▶ _PROMPT_
Pictures excluded, return every entry exactly, please.

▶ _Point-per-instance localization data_
== == ==

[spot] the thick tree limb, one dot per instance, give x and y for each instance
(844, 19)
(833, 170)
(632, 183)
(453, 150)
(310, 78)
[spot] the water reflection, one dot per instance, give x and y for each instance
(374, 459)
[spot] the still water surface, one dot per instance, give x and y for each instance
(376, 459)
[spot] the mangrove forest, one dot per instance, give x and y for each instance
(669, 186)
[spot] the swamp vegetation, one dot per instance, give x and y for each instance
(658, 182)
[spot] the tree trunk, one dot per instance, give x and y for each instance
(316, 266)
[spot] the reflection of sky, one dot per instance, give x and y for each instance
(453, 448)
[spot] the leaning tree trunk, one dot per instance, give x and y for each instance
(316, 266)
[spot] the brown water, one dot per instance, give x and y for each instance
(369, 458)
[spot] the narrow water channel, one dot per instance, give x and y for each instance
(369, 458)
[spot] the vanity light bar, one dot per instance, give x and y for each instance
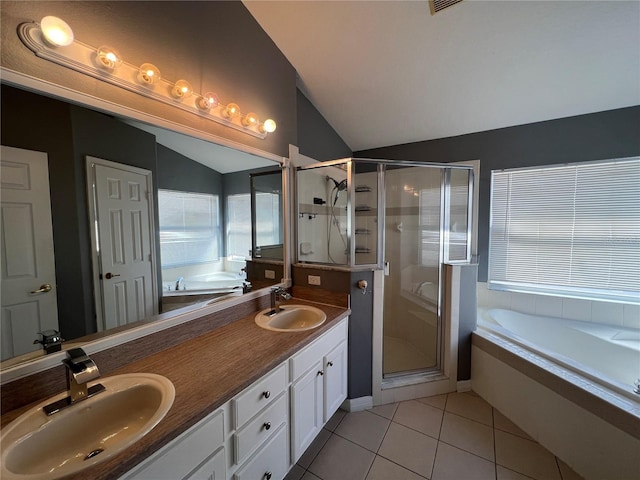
(53, 40)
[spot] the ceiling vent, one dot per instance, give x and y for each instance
(438, 5)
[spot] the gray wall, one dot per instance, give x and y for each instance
(217, 46)
(316, 138)
(597, 136)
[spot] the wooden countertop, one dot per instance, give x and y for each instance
(206, 372)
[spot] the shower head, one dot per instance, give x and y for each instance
(342, 185)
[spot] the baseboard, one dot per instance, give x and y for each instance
(463, 386)
(357, 404)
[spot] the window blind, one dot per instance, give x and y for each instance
(569, 230)
(189, 228)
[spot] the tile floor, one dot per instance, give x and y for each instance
(456, 436)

== == ==

▶ _RESPONSE BELOW_
[spot] the thick tree limb, one dot per instance, give x and y for each instance
(844, 19)
(833, 170)
(632, 183)
(453, 150)
(310, 78)
[spot] the water reflection, one dot per instance, give x and y for each instance
(374, 459)
[spot] the still water surface, one dot per instance, give x and y for each instance
(376, 459)
[spot] the mangrove forest, one dot per instance, give x and y for each instance
(669, 186)
[spot] the swamp vegetation, one dot per instance, give x and y for each instance
(658, 182)
[spot] the tree trunk, one dot per instance, give x and y for each instance
(316, 266)
[spot] the reflection of sky, one dot per instance, give x and y for each instance
(453, 448)
[spot] the leaning tree trunk, one dot per instance, give x and y for each instance
(316, 266)
[spot] the brown water, one dot per instance, give x and y for each instance
(369, 458)
[spot] the narrow water channel, one dot per instance, give x and y for each instance
(369, 458)
[spot] the vanity light bar, one dot per instance, give x and y for each instance
(53, 40)
[spot] the ceiling vent, one dot per instance, give x and y for each instance
(438, 5)
[spot] the gray wall, one dot per instance, give x and y for each instance
(217, 46)
(316, 138)
(597, 136)
[spot] the wooden countertop, one dot per instance, give x and y for each instance
(206, 372)
[spot] the shower head, one dot per instance, give x and y for each instance
(342, 185)
[spot] the baseboard, one dot per instance, give x and y for each instance
(463, 386)
(357, 404)
[spot] the window blind, one dot per instance, give x and y for each instance
(569, 230)
(189, 228)
[spot] the tile floor, one dot per instance, give x and y for each instance
(456, 436)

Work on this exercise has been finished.